PROBLEM DETAILS:
The entries below are to be written out again without alteration.

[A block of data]
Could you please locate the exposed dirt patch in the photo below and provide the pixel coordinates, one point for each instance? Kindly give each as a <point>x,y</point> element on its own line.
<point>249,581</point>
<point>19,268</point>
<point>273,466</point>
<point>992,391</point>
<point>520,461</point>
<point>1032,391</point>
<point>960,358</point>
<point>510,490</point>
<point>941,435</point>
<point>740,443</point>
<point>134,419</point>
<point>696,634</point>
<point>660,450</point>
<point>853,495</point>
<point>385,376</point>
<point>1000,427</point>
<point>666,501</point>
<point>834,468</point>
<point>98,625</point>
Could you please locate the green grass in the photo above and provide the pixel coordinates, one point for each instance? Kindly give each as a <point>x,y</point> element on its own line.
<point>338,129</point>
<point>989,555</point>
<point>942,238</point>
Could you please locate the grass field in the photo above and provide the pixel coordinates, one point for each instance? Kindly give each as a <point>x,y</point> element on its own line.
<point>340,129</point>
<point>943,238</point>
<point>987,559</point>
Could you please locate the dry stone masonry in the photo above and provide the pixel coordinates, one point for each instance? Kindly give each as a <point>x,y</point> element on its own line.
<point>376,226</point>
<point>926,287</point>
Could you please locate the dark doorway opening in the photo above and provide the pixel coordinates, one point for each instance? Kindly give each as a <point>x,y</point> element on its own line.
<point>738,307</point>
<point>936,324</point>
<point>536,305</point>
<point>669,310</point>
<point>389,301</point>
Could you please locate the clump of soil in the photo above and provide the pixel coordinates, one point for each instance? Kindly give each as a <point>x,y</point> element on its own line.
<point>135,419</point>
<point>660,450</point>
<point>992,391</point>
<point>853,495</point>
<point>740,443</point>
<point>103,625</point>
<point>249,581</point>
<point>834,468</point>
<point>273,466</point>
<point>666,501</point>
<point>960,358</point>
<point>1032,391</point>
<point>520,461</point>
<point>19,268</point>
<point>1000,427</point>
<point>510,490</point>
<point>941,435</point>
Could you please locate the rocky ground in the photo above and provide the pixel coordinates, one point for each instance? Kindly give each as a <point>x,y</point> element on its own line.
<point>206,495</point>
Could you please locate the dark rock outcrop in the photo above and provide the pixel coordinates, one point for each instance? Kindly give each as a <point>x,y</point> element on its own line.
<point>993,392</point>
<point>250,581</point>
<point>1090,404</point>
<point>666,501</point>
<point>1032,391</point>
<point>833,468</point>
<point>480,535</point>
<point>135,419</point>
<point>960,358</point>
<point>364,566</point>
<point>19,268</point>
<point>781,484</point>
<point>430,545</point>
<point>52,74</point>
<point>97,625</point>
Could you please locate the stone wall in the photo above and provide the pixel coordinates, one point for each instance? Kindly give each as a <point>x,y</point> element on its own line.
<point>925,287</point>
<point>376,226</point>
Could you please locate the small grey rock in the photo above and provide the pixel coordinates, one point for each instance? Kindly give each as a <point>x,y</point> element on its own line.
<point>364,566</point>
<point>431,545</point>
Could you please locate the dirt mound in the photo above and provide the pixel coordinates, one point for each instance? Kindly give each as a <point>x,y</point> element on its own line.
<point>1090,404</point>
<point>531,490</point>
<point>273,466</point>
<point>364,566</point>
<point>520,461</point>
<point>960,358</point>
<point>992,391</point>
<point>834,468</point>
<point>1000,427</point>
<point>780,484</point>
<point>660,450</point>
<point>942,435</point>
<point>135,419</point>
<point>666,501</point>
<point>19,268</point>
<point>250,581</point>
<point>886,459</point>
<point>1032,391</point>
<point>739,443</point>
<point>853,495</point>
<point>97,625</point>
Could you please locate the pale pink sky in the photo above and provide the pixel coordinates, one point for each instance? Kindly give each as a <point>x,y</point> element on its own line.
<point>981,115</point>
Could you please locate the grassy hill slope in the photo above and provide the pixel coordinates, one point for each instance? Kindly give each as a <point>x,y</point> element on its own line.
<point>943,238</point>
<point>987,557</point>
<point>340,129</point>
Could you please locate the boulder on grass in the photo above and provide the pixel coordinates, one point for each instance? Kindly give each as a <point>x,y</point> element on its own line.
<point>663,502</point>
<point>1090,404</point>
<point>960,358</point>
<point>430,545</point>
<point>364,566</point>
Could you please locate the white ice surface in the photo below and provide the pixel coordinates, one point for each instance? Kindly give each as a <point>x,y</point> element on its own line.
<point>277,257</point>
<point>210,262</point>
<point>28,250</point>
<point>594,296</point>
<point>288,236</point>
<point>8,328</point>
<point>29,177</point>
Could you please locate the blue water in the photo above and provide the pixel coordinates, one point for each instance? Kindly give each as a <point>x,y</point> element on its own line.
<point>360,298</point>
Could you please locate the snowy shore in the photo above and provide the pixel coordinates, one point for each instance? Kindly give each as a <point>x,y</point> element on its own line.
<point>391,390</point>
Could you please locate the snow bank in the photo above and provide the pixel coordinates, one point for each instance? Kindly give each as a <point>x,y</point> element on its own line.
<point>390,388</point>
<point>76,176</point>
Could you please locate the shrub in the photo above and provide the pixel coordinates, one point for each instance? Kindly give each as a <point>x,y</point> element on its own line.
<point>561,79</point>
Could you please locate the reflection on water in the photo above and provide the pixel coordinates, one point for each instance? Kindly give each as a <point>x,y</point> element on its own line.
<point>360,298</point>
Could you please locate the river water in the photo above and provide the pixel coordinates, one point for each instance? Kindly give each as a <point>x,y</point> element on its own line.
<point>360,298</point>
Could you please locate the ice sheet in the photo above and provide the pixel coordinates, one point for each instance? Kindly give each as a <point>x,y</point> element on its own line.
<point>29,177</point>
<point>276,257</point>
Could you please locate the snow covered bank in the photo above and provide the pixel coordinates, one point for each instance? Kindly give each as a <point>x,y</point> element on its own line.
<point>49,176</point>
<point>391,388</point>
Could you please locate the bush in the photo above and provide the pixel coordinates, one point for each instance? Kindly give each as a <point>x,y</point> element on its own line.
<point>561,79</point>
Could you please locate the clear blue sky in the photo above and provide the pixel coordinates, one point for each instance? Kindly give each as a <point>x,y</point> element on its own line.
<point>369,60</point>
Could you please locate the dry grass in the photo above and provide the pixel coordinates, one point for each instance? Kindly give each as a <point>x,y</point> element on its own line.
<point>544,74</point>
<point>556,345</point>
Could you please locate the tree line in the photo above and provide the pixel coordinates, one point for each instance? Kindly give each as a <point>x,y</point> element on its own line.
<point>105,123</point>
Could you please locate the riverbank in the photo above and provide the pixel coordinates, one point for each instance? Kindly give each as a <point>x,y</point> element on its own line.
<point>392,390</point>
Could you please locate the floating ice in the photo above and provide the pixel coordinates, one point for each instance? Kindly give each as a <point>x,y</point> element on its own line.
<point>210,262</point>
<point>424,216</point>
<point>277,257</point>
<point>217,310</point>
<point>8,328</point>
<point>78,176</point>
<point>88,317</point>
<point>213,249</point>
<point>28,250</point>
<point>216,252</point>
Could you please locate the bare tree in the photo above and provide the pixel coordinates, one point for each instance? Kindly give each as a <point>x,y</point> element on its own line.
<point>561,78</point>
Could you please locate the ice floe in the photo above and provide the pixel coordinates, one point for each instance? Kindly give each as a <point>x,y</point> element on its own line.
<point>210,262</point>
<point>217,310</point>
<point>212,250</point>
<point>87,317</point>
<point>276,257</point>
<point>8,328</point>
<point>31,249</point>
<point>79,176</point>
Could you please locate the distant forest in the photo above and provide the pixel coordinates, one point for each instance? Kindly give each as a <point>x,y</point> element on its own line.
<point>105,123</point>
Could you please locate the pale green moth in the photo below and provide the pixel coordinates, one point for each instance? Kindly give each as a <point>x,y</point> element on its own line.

IN RESPONSE:
Could you please locate the exposed dirt patch in the photo below and provide the pixel coordinates, one point for each instance? Kindly give each as a <point>x,y</point> element on its own line.
<point>249,581</point>
<point>19,268</point>
<point>273,466</point>
<point>992,391</point>
<point>520,461</point>
<point>1032,391</point>
<point>960,358</point>
<point>510,490</point>
<point>941,435</point>
<point>740,443</point>
<point>134,419</point>
<point>696,634</point>
<point>660,450</point>
<point>853,495</point>
<point>385,376</point>
<point>1000,427</point>
<point>666,501</point>
<point>834,468</point>
<point>98,625</point>
Could you please locate the green grass in the photo above and provide the pixel coordinates, one point for each instance? Kindly give each as a <point>x,y</point> element on its own line.
<point>338,129</point>
<point>989,555</point>
<point>942,238</point>
Could you please locate the grass field in the photo above and provide the pixel coordinates, one point for each instance? Kindly give each as a <point>x,y</point> element on its own line.
<point>340,129</point>
<point>943,238</point>
<point>987,559</point>
Could you please locate the dry stone masonry in the photo above and provide the pixel coordinates, one point for each instance? Kindly give each as a <point>x,y</point> element on its own line.
<point>376,226</point>
<point>926,287</point>
Could you please locate the dark doorway opening in the photo above and provide the pixel coordinates, one point for each instance? Kindly give each as a <point>x,y</point> element on its own line.
<point>738,307</point>
<point>936,324</point>
<point>536,305</point>
<point>669,310</point>
<point>389,301</point>
Could you please locate the clump of soil in the photo above and provide the pixel coordinates, one point for each instance? Kindly give each as a <point>x,y</point> element on its own line.
<point>135,419</point>
<point>660,450</point>
<point>992,391</point>
<point>853,495</point>
<point>740,443</point>
<point>103,625</point>
<point>249,581</point>
<point>834,468</point>
<point>273,466</point>
<point>666,501</point>
<point>960,358</point>
<point>1032,391</point>
<point>520,461</point>
<point>19,268</point>
<point>1000,427</point>
<point>510,490</point>
<point>941,435</point>
Could you please locate the rocky ground in the photo above and provide the pixel coordinates, one point for each instance? Kindly give each as a <point>x,y</point> element on its own line.
<point>206,495</point>
Could you please locate the dark rock outcrop in the photo above and provide the pixel coordinates, one point for each instance? Kindly give each as a <point>x,y</point> element on its own line.
<point>993,392</point>
<point>250,581</point>
<point>1090,404</point>
<point>666,501</point>
<point>1032,391</point>
<point>833,468</point>
<point>480,535</point>
<point>135,419</point>
<point>960,358</point>
<point>364,566</point>
<point>19,268</point>
<point>781,484</point>
<point>430,545</point>
<point>52,74</point>
<point>97,625</point>
Could you please locate the stone wall in the photo above and provide the pixel coordinates, one point for each instance? Kindly give each as a <point>x,y</point> element on its own line.
<point>925,287</point>
<point>376,226</point>
Could you please locate the small grey rock in the photo above and provide the pixel coordinates, one point for each instance? Kindly give each as a <point>x,y</point> element on its own line.
<point>364,566</point>
<point>431,545</point>
Could you please locate the dirt mound in the photo above and provide the pixel coordinates, one point for each instance? Kindly give each as a <point>x,y</point> element on its own line.
<point>1090,404</point>
<point>531,490</point>
<point>273,466</point>
<point>364,566</point>
<point>520,461</point>
<point>960,358</point>
<point>992,391</point>
<point>834,468</point>
<point>1000,427</point>
<point>780,484</point>
<point>660,450</point>
<point>942,435</point>
<point>135,419</point>
<point>666,501</point>
<point>19,268</point>
<point>250,581</point>
<point>886,459</point>
<point>1032,391</point>
<point>739,443</point>
<point>853,495</point>
<point>97,625</point>
Could you please locate the pale pink sky in the photo above and provide the pixel coordinates, one point for each instance? Kindly give each as a <point>x,y</point> element on its own line.
<point>981,115</point>
Could you please locate the grassy hill slope in the photo above and provide the pixel coordinates, one point for each instance? Kindly give each as a <point>x,y</point> element on its own line.
<point>943,238</point>
<point>987,557</point>
<point>340,129</point>
Could you please locate the boulder on grass in the photo above and provide the pixel coordinates, one point for each instance? Kindly give each as a <point>x,y</point> element on its own line.
<point>663,502</point>
<point>1090,404</point>
<point>960,358</point>
<point>430,545</point>
<point>364,566</point>
Could you please locate the white ice surface in the photo below and provide the pixel coordinates, one point for each instance? Kindly give each as a <point>x,y</point> element on its own line.
<point>277,257</point>
<point>210,262</point>
<point>28,250</point>
<point>594,296</point>
<point>288,236</point>
<point>8,328</point>
<point>29,177</point>
Could you please locate the blue water in the photo above and provide the pixel coordinates, one point for each instance? Kindly give each as a <point>x,y</point> element on its own line.
<point>360,298</point>
Could you please locate the snowy shore in the photo above and provide the pixel coordinates, one point for each instance? Kindly give each as a <point>x,y</point> element on its own line.
<point>391,390</point>
Could you please locate the snow bank in the photo above and provide the pixel coordinates, one point for each instance? Kindly give each as a <point>x,y</point> element on its own line.
<point>390,388</point>
<point>76,176</point>
Could you please locate the shrub in the photo above and provide the pixel coordinates, one point for each instance? Kindly give each as a <point>x,y</point> element on its own line.
<point>561,79</point>
Could you please locate the reflection on water in the photo above and provide the pixel coordinates, one point for each instance? Kindly give each as a <point>x,y</point> element on its own line.
<point>360,298</point>
Could you please locate the river water in the photo above and provide the pixel coordinates, one point for each instance? Kindly give each as a <point>x,y</point> element on its own line.
<point>360,298</point>
Could you please locate the ice sheet in the photo above and provide the pixel coordinates, one point for each instance? Kindly give each as a <point>x,y</point> element on its own line.
<point>29,177</point>
<point>276,257</point>
Could you please locate the snow covered bank in the photo above and provide the pixel coordinates, one point for each instance? Kindly give each as a <point>x,y</point> element on its own line.
<point>49,176</point>
<point>391,388</point>
Could you please locate the bush in the photo above and provide the pixel coordinates, one point for each instance? Kindly give each as a <point>x,y</point> element on its own line.
<point>561,79</point>
Could you please locate the clear blue sky in the photo above and provide the pixel coordinates, one point for each instance? Kindly give each as a <point>x,y</point> element on its own line.
<point>369,60</point>
Could you please locate the dry grass in the photo above and provide the pixel coordinates, one point for each instance? Kindly give each as a <point>x,y</point> element on its own line.
<point>544,74</point>
<point>556,345</point>
Could you please locate the tree line in the photo above and provide the pixel coordinates, one point for each instance? Kindly give each as a <point>x,y</point> element on its own line.
<point>105,123</point>
Could you please locate the riverbank in the photo above and provide the pixel coordinates, one point for each instance? Kindly give each as a <point>x,y</point> element on its own line.
<point>392,390</point>
Could you please locate the floating ice in the photo above and provide the pixel coordinates, one point for each instance? Kindly give each as a <point>x,y</point> element on its own line.
<point>210,262</point>
<point>424,216</point>
<point>277,257</point>
<point>217,310</point>
<point>8,328</point>
<point>78,176</point>
<point>88,317</point>
<point>213,249</point>
<point>28,250</point>
<point>216,252</point>
Could you please locate the bare tree in the photo above and provide the pixel coordinates, one point for each instance? Kindly give each as a <point>x,y</point> element on its own line.
<point>561,78</point>
Could you please locate the ice floe in the photo above and provide the pixel coordinates, one point for each instance? Kindly give each as a <point>x,y</point> element on its own line.
<point>210,262</point>
<point>217,310</point>
<point>212,250</point>
<point>87,317</point>
<point>276,257</point>
<point>8,328</point>
<point>31,249</point>
<point>79,176</point>
Could you please locate the distant forest in the photo above and provide the pixel coordinates, one point for each instance? Kindly give each as a <point>x,y</point> element on its own line.
<point>105,123</point>
Could you please locate the pale green moth in the photo below and provide the pixel coordinates, one point for each instance? Kindly give each as a <point>x,y</point> element on its own line.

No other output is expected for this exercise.